*** RECORDS TO PROCESS ***

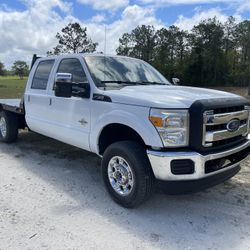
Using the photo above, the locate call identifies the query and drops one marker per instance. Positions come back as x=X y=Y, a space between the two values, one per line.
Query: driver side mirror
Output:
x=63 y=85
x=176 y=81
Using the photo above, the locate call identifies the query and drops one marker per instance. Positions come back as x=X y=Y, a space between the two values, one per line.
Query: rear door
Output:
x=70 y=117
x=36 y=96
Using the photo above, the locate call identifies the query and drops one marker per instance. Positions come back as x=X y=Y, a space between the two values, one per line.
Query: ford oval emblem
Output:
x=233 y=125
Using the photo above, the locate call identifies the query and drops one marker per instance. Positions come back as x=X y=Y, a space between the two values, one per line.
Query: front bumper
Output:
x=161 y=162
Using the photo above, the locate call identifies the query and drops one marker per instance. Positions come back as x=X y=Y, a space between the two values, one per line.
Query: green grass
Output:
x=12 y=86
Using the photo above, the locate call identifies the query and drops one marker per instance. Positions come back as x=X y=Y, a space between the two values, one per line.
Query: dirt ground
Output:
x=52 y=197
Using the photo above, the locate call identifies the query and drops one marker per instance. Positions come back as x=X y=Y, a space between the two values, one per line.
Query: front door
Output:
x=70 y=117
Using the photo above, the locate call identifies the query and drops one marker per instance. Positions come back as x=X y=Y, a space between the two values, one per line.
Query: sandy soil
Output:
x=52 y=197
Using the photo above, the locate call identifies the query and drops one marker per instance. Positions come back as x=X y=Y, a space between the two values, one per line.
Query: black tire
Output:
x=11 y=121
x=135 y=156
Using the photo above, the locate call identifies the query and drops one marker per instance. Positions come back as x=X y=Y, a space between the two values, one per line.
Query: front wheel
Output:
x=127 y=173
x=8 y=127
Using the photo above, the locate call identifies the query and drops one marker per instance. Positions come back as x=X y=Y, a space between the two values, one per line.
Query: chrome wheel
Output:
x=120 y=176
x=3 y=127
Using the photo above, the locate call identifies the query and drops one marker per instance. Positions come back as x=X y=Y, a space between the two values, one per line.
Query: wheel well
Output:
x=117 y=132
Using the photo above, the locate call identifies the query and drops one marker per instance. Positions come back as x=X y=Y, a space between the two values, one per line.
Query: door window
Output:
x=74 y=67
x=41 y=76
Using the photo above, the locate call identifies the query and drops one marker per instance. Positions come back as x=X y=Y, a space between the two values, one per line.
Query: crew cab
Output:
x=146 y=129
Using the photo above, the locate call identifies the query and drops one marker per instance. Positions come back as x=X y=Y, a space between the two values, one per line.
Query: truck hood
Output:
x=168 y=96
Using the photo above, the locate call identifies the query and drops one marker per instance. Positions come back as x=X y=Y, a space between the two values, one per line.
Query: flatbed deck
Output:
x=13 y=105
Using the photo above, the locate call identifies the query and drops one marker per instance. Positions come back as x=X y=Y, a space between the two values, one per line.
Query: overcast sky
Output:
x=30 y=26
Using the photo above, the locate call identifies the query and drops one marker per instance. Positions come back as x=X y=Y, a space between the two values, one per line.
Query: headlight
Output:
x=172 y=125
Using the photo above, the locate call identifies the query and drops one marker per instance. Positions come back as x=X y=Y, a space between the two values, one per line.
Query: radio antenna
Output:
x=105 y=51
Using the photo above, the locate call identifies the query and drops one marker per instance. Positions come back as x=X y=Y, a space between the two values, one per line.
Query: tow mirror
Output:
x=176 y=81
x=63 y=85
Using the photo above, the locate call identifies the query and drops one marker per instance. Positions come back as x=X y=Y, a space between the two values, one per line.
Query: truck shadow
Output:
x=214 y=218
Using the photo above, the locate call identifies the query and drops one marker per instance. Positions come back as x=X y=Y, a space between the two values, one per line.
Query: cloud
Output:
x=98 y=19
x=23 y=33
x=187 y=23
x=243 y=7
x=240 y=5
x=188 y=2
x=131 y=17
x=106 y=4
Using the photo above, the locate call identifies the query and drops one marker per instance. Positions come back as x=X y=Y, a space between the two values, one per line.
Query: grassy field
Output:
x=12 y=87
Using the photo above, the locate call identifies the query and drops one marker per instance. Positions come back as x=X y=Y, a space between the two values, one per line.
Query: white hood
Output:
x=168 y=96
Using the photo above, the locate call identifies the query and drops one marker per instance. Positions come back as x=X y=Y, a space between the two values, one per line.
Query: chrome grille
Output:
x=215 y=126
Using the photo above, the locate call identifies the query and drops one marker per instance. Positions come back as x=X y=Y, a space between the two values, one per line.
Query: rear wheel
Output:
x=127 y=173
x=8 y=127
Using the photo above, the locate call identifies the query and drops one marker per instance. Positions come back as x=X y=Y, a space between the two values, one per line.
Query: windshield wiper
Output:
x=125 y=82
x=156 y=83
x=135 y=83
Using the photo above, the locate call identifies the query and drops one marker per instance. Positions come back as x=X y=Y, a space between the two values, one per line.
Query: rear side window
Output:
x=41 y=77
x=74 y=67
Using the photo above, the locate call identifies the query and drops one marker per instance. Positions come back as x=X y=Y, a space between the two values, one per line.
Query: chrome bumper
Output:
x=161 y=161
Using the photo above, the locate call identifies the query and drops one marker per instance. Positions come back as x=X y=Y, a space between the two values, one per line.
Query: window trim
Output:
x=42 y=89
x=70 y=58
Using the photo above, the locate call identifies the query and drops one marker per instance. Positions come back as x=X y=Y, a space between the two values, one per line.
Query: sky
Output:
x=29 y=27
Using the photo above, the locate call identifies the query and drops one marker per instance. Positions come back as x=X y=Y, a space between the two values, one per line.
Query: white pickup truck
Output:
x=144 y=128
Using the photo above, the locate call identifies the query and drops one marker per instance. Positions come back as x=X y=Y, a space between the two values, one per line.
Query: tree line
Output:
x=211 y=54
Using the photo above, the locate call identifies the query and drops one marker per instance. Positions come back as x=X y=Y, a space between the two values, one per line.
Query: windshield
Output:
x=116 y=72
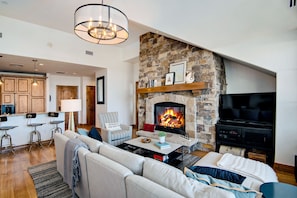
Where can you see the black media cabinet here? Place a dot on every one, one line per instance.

***

* [INSTRUCTIONS TO FOLLOW]: Reproduce the records verbatim, omitting all images they contain.

* [WRITTEN RESPONSE]:
Using the photo above, the locate call identifies the query and drops one marker per instance. Positions come back as x=X y=Y, a space between the two values, one per line.
Query: driver side mirror
Output:
x=63 y=85
x=176 y=81
Using the photo above, the locate call identifies the query and drops one marker per instance. Positions come back as x=X y=Y, a space between the two values, one per line.
Query: rear door
Output:
x=70 y=117
x=36 y=96
Using the photo above, the locate call identifies the query and drops one marker per instance. Positions come back as x=X y=Y, a space between the two values, one per line.
Query: ford oval emblem
Output:
x=233 y=125
Using the photo above, the locate call identifies the query and drops one marker per instance. Positions come back as x=X y=Y, a space between the two values, one per line.
Query: front bumper
Output:
x=161 y=162
Using the photo above, the locate call identifies the query and drops one marker per instance. Positions come back as x=X y=Y, a space between the two values, one per line.
Query: green grass
Output:
x=12 y=86
Using the photo above, the locate call identifies the query and drops one marker per instance. Positions come back as x=X y=Y, a space between the two values, one per line.
Query: dirt ground
Output:
x=52 y=197
Using the photo above, the locate call identifies the query and drops one marker per instance. Positions come back as x=X y=Y, a space between the two values, one per line.
Query: front door
Output:
x=70 y=117
Using the photo above, the locate call identifies the query and drops one marker per instance. Positions come back as x=X y=Y, a space between the two values, one per line.
Query: sandy soil
Output:
x=52 y=197
Using the photo above, the locate call identifies the query and drops one marker per instance. Positions come back as x=X y=Y, a space between the two values, one per line.
Query: black tire
Output:
x=11 y=121
x=135 y=156
Using the photo above, the locate call identifies the query and drops one marker per instance. Positions come back as x=X y=Y, a space between the two values, one per line.
Query: front wheel
Output:
x=127 y=173
x=8 y=127
Using the photo above, the locate call identifies the query and drops one marker per instance. Positions come back as x=X y=Y, a space between the two values, one per line.
Query: chrome wheel
Output:
x=120 y=176
x=3 y=127
Using the photo above, the locate call identifies the query and drops one marker per instance. Positions come back as x=X y=Y, a space between the two values, one per line.
Query: wheel well
Output:
x=117 y=132
Using the photo above, the locate call identifies the query and drops one marker per instance. Positions come back as x=X y=Y, a space between the two values, one per line.
Query: door window
Output:
x=74 y=67
x=41 y=76
Using the photo above, the locate call identifies the query and drops one marker per instance. Positions come back as x=X y=Y, a space between the two values, one per line.
Query: crew cab
Output:
x=146 y=129
Using the photo above, the locate call identifies the query and drops one marker per instance. Positions come back as x=X y=Y, a space between the two values, one per line.
Query: truck hood
Output:
x=168 y=96
Using the photo above, the locate call identifies the query and drops one marker per instance. Positions come back as x=X y=Y, a space between the two values, one per line.
Query: flatbed deck
Output:
x=13 y=105
Using the photo above, the locate call identifies the query and drops one marker per instance. Positions come back as x=X y=Y, a space between the two values, one per line.
Query: overcast sky
Output:
x=30 y=26
Using the photo above, the locate call identifies the query and drops one marker per instance. Positions come back as x=X y=Y, a space between the two values, one per line.
Query: headlight
Output:
x=172 y=125
Using the photo above, the locate call identifies the query and drops one marker per instance. Positions come back as x=X y=Y, a space between the two values, one per line.
Query: radio antenna
Output:
x=105 y=51
Using the photo above, the locate call identifies the query and drops one marker per instance. Positions come back as x=X y=Y, a space between the two values, one per line.
Query: tow mirror
Output:
x=176 y=81
x=63 y=85
Using the photo above, the locate call identifies the query and drops one marker per instance. Positions come back as x=X y=Y, a space between the two values, one per line.
Query: truck shadow
Output:
x=214 y=218
Using the photo above, the locate call identifies the query and drops one marker per instance. Positions come back as x=X y=Y, a space between the two values, one per line.
Query: cloud
Output:
x=98 y=19
x=23 y=33
x=187 y=23
x=243 y=7
x=240 y=5
x=188 y=2
x=131 y=17
x=106 y=4
Using the photo above, the locate call identifies the query and drops one marker per instance. Positions come back as x=X y=Y, a space between the two values, one per line.
Query: grassy field
Output:
x=12 y=87
Using the photo above, the locate call identifies the query and drops one marker per instance. Positions come back as x=X y=Y, a space between the two values, one per line.
Query: white hood
Output:
x=168 y=96
Using the photo above, the locate call identifies the query and drops one marker per instance. Positions come back as x=X y=Y, a space between the two values, one per line.
Query: chrome grille
Output:
x=215 y=126
Using the photo above, the locate call identifies the query and drops one marker per instance. Positions come back as x=X y=Y, a space between the two values, one per line.
Query: rear wheel
Output:
x=127 y=173
x=8 y=127
Using the photo above, the locate call identifies the query and drops one marker per instance. Positions come back as x=X y=Y, a space between the two values, one per line.
Query: windshield wiper
Output:
x=125 y=82
x=156 y=83
x=135 y=83
Using the photo above, the locate call identifies the query and drops one marker per instance. Positions come back as x=X y=Y, a space between the two values, one per line.
Query: rear side window
Output:
x=41 y=77
x=74 y=67
Using the photo above, the locate call identifies the query and drops one marker per instance. Positions come back as x=X y=Y, a space between the two values, one per line.
Query: chrome bumper
Output:
x=161 y=161
Using the photo above, the locate call identifies the query and drops one marker per instance. Positions come back as x=X y=Y, a space between the two values, one per line.
Query: window trim
Output:
x=42 y=89
x=70 y=58
Using the photo above, the locate call identifies the query and drops one marker per instance. Positions come back as x=X y=Y, a space between the two values, one per line.
Query: sky
Output:
x=29 y=27
Using the photo above, the locate call identifies the query and drops one marker per instance. Positions come back as x=X y=Y, a space between the two values, one per line.
Query: white pickup truck
Output:
x=144 y=128
Using the photo above, the locate call identifies the query and drops one marker per instance. Positions come back as x=X y=Y, a space between the two values, one per line.
Query: tree line
Output:
x=211 y=54
Using the photo above, the locate call identifies the query and drops one marker per instance. Positions come back as x=X y=Y, a space between the two values, one per line.
Query: windshield
Output:
x=116 y=72
Where can you see the black media cabinet here? Place a dot on every one, one line per instance.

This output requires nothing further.